— START The data —
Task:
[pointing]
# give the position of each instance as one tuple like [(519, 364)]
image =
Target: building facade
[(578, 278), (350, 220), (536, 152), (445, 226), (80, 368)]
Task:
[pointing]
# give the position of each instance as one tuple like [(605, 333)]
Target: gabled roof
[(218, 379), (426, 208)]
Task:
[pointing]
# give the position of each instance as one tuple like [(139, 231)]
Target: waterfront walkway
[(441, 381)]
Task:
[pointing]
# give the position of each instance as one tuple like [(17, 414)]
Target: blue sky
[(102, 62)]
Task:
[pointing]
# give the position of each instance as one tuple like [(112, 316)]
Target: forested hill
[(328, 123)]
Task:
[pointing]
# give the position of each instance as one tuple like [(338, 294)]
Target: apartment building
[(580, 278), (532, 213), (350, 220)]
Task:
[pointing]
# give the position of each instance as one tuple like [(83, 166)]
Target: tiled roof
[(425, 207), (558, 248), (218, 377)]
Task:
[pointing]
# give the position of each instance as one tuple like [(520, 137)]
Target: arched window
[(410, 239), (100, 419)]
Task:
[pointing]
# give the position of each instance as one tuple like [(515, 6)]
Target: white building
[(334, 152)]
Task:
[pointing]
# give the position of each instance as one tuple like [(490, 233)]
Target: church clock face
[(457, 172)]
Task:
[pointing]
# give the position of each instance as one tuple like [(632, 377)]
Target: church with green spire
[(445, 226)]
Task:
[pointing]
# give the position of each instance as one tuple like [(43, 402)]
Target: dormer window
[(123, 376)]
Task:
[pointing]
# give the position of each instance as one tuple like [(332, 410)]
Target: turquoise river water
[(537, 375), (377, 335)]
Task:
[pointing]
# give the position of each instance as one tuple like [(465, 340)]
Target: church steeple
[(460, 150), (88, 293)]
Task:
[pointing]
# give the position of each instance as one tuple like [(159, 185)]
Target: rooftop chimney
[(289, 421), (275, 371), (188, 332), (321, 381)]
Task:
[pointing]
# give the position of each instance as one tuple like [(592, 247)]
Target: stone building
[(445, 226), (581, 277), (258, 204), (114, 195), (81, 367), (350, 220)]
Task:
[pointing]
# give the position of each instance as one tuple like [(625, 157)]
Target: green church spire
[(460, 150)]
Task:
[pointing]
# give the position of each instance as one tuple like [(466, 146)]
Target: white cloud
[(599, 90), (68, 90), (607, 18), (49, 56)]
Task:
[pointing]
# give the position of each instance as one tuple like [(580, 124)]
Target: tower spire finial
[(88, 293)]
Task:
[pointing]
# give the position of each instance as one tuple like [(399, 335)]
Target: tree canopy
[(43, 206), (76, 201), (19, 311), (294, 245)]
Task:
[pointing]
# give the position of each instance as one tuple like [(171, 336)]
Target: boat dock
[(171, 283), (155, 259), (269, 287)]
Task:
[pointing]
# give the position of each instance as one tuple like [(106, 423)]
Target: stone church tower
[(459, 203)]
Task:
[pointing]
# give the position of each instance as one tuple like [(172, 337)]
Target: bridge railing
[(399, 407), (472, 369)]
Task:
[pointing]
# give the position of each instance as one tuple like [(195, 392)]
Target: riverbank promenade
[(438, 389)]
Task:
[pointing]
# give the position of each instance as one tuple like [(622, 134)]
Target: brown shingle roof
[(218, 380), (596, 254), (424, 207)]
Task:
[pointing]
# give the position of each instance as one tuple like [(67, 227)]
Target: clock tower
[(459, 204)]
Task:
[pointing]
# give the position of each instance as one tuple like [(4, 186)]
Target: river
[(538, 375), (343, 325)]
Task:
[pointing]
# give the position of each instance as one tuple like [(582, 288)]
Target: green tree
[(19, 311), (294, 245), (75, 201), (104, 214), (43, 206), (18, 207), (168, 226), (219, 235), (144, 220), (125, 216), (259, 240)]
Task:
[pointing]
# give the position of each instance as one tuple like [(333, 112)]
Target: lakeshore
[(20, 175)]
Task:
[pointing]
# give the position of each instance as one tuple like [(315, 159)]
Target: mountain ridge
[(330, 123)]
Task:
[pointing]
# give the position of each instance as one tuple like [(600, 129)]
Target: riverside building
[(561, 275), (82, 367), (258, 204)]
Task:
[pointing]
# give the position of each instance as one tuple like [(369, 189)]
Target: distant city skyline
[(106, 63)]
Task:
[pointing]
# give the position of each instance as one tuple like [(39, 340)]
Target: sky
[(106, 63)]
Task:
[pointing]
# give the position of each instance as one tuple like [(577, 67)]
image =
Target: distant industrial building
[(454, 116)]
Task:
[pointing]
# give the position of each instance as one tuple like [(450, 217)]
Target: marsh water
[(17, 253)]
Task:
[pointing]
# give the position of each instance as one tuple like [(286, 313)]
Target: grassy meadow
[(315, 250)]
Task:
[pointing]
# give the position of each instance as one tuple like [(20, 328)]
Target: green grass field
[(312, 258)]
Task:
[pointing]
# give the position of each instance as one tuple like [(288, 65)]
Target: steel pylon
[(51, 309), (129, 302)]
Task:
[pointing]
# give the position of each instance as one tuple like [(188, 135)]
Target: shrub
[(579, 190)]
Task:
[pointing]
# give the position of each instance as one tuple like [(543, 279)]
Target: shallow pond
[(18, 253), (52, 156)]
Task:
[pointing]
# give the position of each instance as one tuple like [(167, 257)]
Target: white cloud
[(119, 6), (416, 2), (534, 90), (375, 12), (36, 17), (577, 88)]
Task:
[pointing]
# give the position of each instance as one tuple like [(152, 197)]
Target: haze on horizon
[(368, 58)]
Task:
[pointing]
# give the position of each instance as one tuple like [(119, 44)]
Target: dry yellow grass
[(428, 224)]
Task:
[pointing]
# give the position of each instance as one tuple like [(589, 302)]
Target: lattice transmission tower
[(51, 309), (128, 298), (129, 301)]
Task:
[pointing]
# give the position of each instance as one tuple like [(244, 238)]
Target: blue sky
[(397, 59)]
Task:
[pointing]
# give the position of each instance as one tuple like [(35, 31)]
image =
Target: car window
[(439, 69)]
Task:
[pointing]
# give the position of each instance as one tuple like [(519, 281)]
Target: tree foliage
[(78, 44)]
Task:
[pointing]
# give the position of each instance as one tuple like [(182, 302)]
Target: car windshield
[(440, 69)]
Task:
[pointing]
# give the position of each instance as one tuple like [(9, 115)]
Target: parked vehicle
— END The data —
Output the material from its start through the line containing "[(218, 379), (426, 208)]", inclusive, as a two-column CSV with the headers input and output. Give one row per answer, with the text leading up to that answer in input and the answer itself in output, each field in quotes and line breaks turned into spaces.

Expected answer:
input,output
"Task: [pointing] # give the position of each instance as one tuple like [(519, 364)] image = Target: building facade","[(578, 278), (350, 220), (536, 152), (445, 226), (80, 368)]"
"Task: [pointing] # give the position of each instance as one tuple like [(605, 333)] Target: gabled roof","[(218, 379), (426, 208)]"